----- DATA TO EXAMINE -----

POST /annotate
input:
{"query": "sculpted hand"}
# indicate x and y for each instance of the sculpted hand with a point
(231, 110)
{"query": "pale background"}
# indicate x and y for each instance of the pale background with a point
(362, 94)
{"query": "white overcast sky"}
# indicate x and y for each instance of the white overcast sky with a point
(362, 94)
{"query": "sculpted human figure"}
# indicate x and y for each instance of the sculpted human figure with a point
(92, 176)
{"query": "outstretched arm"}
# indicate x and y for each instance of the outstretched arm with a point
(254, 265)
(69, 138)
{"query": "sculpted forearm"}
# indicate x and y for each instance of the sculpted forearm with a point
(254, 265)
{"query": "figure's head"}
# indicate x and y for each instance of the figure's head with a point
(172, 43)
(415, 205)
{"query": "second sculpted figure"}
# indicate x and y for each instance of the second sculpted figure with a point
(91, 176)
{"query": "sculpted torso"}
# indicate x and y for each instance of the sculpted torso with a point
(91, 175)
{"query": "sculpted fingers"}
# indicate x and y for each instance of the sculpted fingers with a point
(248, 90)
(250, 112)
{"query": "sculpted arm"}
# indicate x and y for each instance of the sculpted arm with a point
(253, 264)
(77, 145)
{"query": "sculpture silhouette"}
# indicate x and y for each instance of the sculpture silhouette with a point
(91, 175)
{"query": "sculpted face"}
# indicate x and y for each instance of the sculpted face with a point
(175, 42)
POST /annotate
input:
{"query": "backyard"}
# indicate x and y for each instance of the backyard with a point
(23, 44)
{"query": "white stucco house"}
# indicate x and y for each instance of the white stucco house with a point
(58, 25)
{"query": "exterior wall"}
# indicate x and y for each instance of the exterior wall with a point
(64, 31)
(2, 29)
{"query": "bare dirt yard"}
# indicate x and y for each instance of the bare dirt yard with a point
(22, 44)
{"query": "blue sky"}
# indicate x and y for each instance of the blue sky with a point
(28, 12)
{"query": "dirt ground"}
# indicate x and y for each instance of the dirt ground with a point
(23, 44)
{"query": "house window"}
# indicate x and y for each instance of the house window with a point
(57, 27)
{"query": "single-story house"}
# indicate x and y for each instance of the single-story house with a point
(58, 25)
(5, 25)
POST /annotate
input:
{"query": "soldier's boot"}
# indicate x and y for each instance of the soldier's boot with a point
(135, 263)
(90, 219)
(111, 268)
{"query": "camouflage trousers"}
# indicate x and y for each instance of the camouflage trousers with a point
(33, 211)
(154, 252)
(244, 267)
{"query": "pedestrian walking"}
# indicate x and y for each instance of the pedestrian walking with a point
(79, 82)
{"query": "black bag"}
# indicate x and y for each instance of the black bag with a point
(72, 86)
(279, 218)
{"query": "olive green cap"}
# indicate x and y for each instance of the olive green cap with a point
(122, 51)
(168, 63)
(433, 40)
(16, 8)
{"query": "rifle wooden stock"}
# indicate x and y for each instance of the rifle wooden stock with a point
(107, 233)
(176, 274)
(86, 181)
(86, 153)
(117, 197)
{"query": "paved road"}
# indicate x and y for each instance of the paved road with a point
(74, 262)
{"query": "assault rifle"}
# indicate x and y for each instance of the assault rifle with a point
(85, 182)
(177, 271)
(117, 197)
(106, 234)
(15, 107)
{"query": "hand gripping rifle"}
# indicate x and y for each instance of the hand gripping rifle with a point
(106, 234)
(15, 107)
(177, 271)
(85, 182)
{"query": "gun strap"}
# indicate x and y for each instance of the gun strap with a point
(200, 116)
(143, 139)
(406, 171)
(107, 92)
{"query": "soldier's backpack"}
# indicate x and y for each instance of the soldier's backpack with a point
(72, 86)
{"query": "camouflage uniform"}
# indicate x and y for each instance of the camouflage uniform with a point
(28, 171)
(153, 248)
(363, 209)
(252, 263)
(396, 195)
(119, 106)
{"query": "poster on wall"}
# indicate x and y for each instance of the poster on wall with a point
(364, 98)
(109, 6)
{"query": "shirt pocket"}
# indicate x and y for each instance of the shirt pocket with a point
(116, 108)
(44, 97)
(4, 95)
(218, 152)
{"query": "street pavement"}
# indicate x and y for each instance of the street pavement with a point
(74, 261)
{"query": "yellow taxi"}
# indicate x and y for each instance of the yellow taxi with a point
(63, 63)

-----
----- DATA TO EXAMINE -----

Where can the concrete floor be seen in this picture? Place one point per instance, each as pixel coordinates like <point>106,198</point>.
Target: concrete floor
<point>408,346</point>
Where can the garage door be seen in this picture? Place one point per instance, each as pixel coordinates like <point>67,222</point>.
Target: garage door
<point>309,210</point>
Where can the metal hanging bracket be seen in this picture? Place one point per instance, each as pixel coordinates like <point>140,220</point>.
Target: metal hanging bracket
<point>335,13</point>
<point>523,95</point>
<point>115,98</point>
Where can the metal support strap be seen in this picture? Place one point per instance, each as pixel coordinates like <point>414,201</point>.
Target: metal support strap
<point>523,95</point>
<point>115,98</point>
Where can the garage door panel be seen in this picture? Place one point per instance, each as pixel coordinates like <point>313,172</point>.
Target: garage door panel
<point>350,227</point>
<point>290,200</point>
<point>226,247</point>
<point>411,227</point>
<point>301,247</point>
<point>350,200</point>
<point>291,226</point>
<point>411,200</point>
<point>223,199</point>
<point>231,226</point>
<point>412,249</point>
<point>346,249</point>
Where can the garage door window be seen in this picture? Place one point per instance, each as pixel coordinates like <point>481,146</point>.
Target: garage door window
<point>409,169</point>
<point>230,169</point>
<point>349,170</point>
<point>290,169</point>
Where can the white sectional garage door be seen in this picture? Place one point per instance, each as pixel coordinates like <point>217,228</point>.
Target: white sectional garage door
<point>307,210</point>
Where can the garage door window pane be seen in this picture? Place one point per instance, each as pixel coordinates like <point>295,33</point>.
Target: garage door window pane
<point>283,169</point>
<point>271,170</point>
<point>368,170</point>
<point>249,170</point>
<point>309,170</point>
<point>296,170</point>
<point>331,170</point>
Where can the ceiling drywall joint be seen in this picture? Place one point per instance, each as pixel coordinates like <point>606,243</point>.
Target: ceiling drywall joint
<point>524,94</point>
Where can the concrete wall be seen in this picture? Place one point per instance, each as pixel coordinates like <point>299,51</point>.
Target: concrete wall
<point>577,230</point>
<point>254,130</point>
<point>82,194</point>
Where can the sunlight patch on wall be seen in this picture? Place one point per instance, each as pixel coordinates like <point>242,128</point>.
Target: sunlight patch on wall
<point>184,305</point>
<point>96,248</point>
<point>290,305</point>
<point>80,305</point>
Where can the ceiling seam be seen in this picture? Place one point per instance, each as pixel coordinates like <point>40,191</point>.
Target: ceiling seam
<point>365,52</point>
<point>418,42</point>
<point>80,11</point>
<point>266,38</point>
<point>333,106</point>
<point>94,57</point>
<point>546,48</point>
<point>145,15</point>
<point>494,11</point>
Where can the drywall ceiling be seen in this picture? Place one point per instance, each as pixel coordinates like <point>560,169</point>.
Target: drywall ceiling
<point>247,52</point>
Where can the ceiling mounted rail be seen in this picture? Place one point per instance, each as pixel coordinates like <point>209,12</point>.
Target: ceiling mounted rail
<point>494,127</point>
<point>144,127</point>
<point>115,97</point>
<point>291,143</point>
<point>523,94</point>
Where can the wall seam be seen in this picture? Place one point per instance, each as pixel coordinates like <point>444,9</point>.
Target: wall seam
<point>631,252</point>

-----

*EXERCISE OBJECTIVE*: Write down, word for word, the lines above from the one containing "Target: concrete floor" through the one containing "Where can the garage door panel", both ends included.

*WRITTEN REPLY*:
Target: concrete floor
<point>408,346</point>
Where can the garage door be seen in this picture? Place one point per instance, each as pixel coordinates like <point>67,222</point>.
Target: garage door
<point>309,210</point>
Where can the metal hanging bracket be seen in this picture? Place one point per instance, each as pixel coordinates like <point>140,220</point>.
Target: metal hanging bracket
<point>335,13</point>
<point>523,95</point>
<point>115,98</point>
Where can the metal support strap be seen in this picture? Place one point per instance, each as pixel coordinates like <point>414,201</point>.
Target: metal support strap
<point>523,95</point>
<point>115,98</point>
Where can the garage door panel be seen in this picture? Place one point per instance, each as pixel coordinates like <point>313,172</point>.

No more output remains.